Reproduce the stock appreciation right award agreement below in full, word for word.

*SELECTED EXTRACT:*

------------------------------

PERFORMANCE FOOD GROUP COMPANY Stock Appreciation Right Award Agreement

EX-10.1 2 g05878exv10w1.htm EX-10.1 FORM OF STOCK APPRECIATION RIGHT AWARD AGREEMENT Ex-10.1
 

EXHIBIT 10.1
PERFORMANCE FOOD GROUP COMPANY
Stock Appreciation Right Award Agreement
     THIS STOCK APPRECIATION RIGHT AWARD AGREEMENT (this “Agreement”) is made and entered into on ___ (the “Grant Date”), by and between Performance Food Group Company, a Tennessee corporation (together with its Subsidiaries and Affiliates, the “Company”), and ___ (the “Grantee”). Capitalized terms not otherwise defined herein shall have the meaning ascribed to such terms in the Performance Food Group Company 2003 Equity Incentive Plan, as amended (the “Plan”).
     WHEREAS, the Company has adopted the Plan, which permits the issuance of stock appreciation rights with respect to shares of the common stock, par value $.01 per share, of the Company (the “Shares”); and
     WHEREAS, pursuant to the Plan, the Committee has granted an award of a stock appreciation right to the Grantee as provided herein;
     NOW, THEREFORE, in consideration of the mutual covenants hereinafter set forth and for other good and valuable consideration, the receipt and sufficiency of which are hereby acknowledged, the parties hereto, intending to be legally bound hereby, agree as follows:
     1. Grant of Stock Appreciation Right.

------------------------------

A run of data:
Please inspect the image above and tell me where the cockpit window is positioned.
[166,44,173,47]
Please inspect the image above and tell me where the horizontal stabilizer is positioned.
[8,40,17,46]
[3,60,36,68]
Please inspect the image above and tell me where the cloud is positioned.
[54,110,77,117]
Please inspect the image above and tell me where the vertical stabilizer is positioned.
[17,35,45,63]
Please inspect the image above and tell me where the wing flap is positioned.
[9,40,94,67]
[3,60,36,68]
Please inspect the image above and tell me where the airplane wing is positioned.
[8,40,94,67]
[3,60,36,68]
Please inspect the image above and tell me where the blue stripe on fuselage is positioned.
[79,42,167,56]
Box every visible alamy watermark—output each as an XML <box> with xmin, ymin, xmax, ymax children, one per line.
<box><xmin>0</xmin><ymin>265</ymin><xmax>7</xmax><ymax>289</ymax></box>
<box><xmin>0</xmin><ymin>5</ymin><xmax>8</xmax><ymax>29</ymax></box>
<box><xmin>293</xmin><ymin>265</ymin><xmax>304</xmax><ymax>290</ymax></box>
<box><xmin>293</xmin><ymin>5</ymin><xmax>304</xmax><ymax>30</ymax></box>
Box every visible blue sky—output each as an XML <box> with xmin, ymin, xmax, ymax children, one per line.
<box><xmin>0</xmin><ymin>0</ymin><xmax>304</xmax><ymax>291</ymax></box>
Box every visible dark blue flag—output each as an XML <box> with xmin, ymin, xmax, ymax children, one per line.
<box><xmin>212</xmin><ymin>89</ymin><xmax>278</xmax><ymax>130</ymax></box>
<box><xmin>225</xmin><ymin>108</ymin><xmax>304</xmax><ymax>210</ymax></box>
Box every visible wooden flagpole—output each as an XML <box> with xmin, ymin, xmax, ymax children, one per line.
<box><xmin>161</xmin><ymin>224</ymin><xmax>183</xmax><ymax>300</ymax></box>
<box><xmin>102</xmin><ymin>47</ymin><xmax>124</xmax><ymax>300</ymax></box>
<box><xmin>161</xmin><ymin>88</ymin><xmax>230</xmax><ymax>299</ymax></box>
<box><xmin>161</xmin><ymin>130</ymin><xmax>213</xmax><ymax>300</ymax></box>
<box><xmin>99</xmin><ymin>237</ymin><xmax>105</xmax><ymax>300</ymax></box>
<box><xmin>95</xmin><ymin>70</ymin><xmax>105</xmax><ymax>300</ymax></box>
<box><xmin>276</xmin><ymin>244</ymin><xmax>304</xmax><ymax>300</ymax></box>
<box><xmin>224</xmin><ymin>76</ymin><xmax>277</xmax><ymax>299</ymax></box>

------------------------------

*WRITTEN SOLUTION:*
PERFORMANCE FOOD GROUP COMPANY Stock Appreciation Right Award Agreement

EX-10.1 2 g05878exv10w1.htm EX-10.1 FORM OF STOCK APPRECIATION RIGHT AWARD AGREEMENT Ex-10.1
 

EXHIBIT 10.1
PERFORMANCE FOOD GROUP COMPANY
Stock Appreciation Right Award Agreement
     THIS STOCK APPRECIATION RIGHT AWARD AGREEMENT (this “Agreement”) is made and entered into on ___ (the “Grant Date”), by and between Performance Food Group Company, a Tennessee corporation (together with its Subsidiaries and Affiliates, the “Company”), and ___ (the “Grantee”). Capitalized terms not otherwise defined herein shall have the meaning ascribed to such terms in the Performance Food Group Company 2003 Equity Incentive Plan, as amended (the “Plan”).
     WHEREAS, the Company has adopted the Plan, which permits the issuance of stock appreciation rights with respect to shares of the common stock, par value $.01 per share, of the Company (the “Shares”); and
     WHEREAS, pursuant to the Plan, the Committee has granted an award of a stock appreciation right to the Grantee as provided herein;
     NOW, THEREFORE, in consideration of the mutual covenants hereinafter set forth and for other good and valuable consideration, the receipt and sufficiency of which are hereby acknowledged, the parties hereto, intending to be legally bound hereby, agree as follows:
     1. Grant of Stock Appreciation Right.